### TEXTE FOURNI
-------

Culture

Le « Polar africain », une richesse littéraire moins consultée

Mal connu, le polar (roman policier) africain existe bel et bien. Sur tout le continent, des auteurs proposent des œuvres de grande qualité, en anglais, en français, en portugais ou en espagnol. Souvent très engagée, attentive à la réalité politique, économique et sociale des pays qu’elle prend pour cadre, cette littérature est riche et dépaysante. C’est ce qui est ressorti d’un café littéraire qui s’est tenu jeudi le 17 octobre 2019 dans les enceintes de l’Institut Français du Burundi (IFB)

« Evoquant de nombreux thèmes : la fraude et la corruption politique, la violence, les guerres, les trafics et le braconnage, les alliances stratégiques, l’exode des populations, la modernité face aux traditions…, les auteurs s’attachent à partager leurs préoccupations avec leurs lecteurs. Ce qui ne veut pas dire que le mystère et le suspens ne soient pas au rendez-vous », a lancé Mme Christine Deslaurier, historienne et animatrice dudit café littéraire.

Mme Christine Deslaurier, historienne et animatrice du café littéraire : « Montrer la réalité du quotidien africain fait partie du vœu de didactisme des auteurs de partager les connaissances sociales et politiques qui servent de  » révélateurs objectifs aux vices d’une société sclérosée » »

Sous la plume des auteurs africains, le roman policier vient ausculter des pans souvent opaques de la société: des crimes liés aux croyances comme dans « Sorcellerie à bout portant » d’Achille Ngoye, le trafic de drogue comme chez Abasse Ndione, mais aussi des problématiques socio-économiques liées à la réalité d’une Afrique à une époque postcoloniale: corruption, violence policière, racisme, immigration comme dans la série policière du marocain Driss Chraïbi.

Sur l’ensemble du continent, le polar a connu une nouvelle dynamique en parallèle des mouvements d’émancipation (décolonisation et fin de la ségrégation raciale en Afrique du Sud). Karen Ferreira-Meyers observe que ce phénomène est très marquant en Afrique du Sud. Comme on le trouve dans son ouvrage « Le polar africain, Le monde tel qu’il est ou le monde tel qu’on aimerait le voir », les intrigues des polars africains ne constituent pas les parties les plus intéressantes de ces narrations. En revanche, l’information sociologique que l’auteur veut partager avec son lecteur (ce qui inclut les préoccupations concernant la mondialisation, les alliances stratégiques, les diamants, le braconnage d’ormeau, le trafic international de la drogue, la course aux armements, la corruption politique, la fraude et les scandales) devient quintessentielle.

-------

Recopiez le passage de l'article sur le polar africain commençant par « Mal connu, le » et se terminant par « du Burundi (IFB) », en remplaçant « de grande qualité » par « de haute tenue ». Le matériel qui suit est indépendant de l'article.

### EXTRAIT DE DONNÉES
-------

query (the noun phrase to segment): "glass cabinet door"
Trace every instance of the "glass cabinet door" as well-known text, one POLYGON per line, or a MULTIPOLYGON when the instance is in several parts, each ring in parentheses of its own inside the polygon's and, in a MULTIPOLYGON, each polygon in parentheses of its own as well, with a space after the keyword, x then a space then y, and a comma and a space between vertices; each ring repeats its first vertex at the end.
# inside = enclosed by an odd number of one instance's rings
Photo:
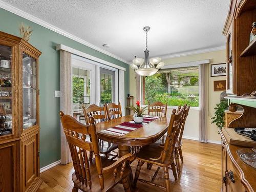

-------

### CORRIGÉ
Mal connu, le polar (roman policier) africain existe bel et bien. Sur tout le continent, des auteurs proposent des œuvres de haute tenue, en anglais, en français, en portugais ou en espagnol. Souvent très engagée, attentive à la réalité politique, économique et sociale des pays qu’elle prend pour cadre, cette littérature est riche et dépaysante. C’est ce qui est ressorti d’un café littéraire qui s’est tenu jeudi le 17 octobre 2019 dans les enceintes de l’Institut Français du Burundi (IFB)